### GIVEN TEXT
_ _ _

The said agreement shall indicate the voluntary nature of the decision for trusted management of the contributions made collectively by all investing employees. In addition, the names of trustees, scope of assets for management as well as way of transferring the assets shall be specified in the agreement.

 

The said agreement comes into legal force upon the signature by all investing employees.

 

Article 18  Trusted management of employee shares shall proceed according to the following procedures:

 

(1)  Owners or the shareholders' meeting and employee assembly of the enterprise finalize the overall design of the employee ownership plan;

(2)  Investing employees sign the agreement for trusted management of collective assets;

(3)  Investing employees issue the signed agreement to trustees;

(4)  Trustees review the eligibility, shareholding quotas, contributions and ways of making contributions of investing employees;

(5)  Trustees and investing employees sign the contract of trusteeship;

(6)  Investing employees transfer the assets for trusted management to trustees according to the signed agreement;

(7)  Trustees invest in the enterprise under their own names;

(8)  Trustees issue the certificate of contributions to investing employees;

(9)  Trustees prepare and keep the roster of investing employees.

 

Employees who have already held shares of the enterprise can directly sign the contract of trusteeship with trustees after the signing of the agreement by investing employees.

 

Article 19  The certificate of contributions shall include the following:

(1)  The investing employee's name, ID number and number of the certificate of contributions;

(2)  The amount of contributions and number of shares held by the investing employee;

(3)  Date of certificate issuance and points for attention;

(4)  The signature of trustees.

_ _ _

### Collected data

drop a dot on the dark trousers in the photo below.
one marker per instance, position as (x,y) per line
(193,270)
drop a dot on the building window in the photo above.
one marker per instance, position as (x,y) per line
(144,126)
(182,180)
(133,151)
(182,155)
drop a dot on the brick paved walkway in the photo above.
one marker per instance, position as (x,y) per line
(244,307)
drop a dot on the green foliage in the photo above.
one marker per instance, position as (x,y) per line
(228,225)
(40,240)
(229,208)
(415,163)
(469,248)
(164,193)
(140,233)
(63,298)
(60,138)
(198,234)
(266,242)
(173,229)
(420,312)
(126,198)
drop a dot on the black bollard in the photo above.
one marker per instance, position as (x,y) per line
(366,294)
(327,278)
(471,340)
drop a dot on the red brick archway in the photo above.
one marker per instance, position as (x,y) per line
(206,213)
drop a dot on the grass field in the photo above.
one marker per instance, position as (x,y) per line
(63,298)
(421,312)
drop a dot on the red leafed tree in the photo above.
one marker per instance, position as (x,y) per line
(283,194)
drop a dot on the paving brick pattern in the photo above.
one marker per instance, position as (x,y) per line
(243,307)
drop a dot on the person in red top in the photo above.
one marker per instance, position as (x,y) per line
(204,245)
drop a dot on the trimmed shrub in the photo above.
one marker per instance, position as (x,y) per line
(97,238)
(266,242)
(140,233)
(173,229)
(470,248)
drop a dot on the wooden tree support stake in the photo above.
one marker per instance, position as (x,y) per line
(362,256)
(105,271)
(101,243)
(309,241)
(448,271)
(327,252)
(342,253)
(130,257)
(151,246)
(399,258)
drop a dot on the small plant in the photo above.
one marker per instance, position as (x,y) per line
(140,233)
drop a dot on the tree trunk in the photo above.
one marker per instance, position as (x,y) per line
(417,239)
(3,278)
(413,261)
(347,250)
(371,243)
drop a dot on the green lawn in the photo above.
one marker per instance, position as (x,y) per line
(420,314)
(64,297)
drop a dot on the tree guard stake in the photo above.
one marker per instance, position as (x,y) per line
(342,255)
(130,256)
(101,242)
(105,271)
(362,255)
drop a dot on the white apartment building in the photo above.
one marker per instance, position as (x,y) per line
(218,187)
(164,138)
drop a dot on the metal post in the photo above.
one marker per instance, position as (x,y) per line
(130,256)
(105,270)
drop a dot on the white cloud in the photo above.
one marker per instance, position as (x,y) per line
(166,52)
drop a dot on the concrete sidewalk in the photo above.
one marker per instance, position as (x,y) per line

_ _ _

### DIRECTIONS
1. Say whether each statement agrees with the text on trusted management of employee shares, answering yes or no and quoting the words that decide it. (a) The agreement takes legal force once every investing employee has signed it. (b) Trustees invest in the enterprise under the names of the investing employees. (c) The certificate of contributions must show the investing employee's ID number.
2. Continue the text on trusted management of employee shares from the point where it stops.

### WRITTEN RESPONSES
1.
(a) Yes: "The said agreement comes into legal force upon the signature by all investing employees."
(b) No: "Trustees invest in the enterprise under their own names"
(c) Yes: "The investing employee's name, ID number and number of the certificate of contributions"

2.
 

Article 20 The roster of employee shareholders shall include the following:

(1)  The investing employee’s name, ID number, residence information and the number of the certificate of contributions;

(2)  The amount of contributions and number of shares held by the investing employee;

(3)  Changes of the number of shares held by investing employees;

(4)  Signature of the trustees, employee shareholders and the roster keeper.

 

Article 21 The certificate of contributions and the contract of trusteeship are written documents for employee shareholders to check and verify the amount of their contributions and clarify their rights and obligations. The roster of employee shareholders and the contract of trusteeship serve as the basis for trusted management of employee shares by trustees.

 

Any changes with the contributions from employee shareholders shall be reflected in the contract of trusteeship, certificate of contributions and roster of employee shareholders.

 

The certificate of contributions, roster of employee shareholders and contract of trusteeship shall be in consistency with each other. In the event of conflicting information, the roster of employee shareholders shall prevail.

 

 

Section IV Rights and Obligations of Employee Shareholders

 

Article 22 Employee shareholders have equal legal status.

Board directors and managers shall treat all employee shareholders without any discrimination and shall not act against the interests of employ shareholders and trustees.

Employees with the majority shares shall not harm the interests of other employees by taking advantage of their dominant position.

 

Article 23  Employee shareholders shall indirectly exercise their rights as well as undertake their obligations as shareholders through trustees in correspondence with their contributions.

 

Employee shareholders may reserve partial rights for themselves in managing and disposing of the trusted assets by making statements in the contract of trusteeship.

 

Article 24 Employee shareholders shall be entitled to the right to assigning and removing trustees and setting the standards of their payments.

 

Article 25  Employee shareholders shall have the right to serve on the board of directors as well as the supervisory board of the enterprise in the capacity of employee representatives.

 

Article 26  Employee shareholders shall have the right to be sufficiently informed of the management, revenues and expenditure of the trusted assets. They are also entitled to the right of checking, copying or duplicating accounting books related to their trusted assets.

 

Employee shareholders have the right to request negligent trustees to perform their obligations and question or make suggestions on the management affairs concerning the trusted assets.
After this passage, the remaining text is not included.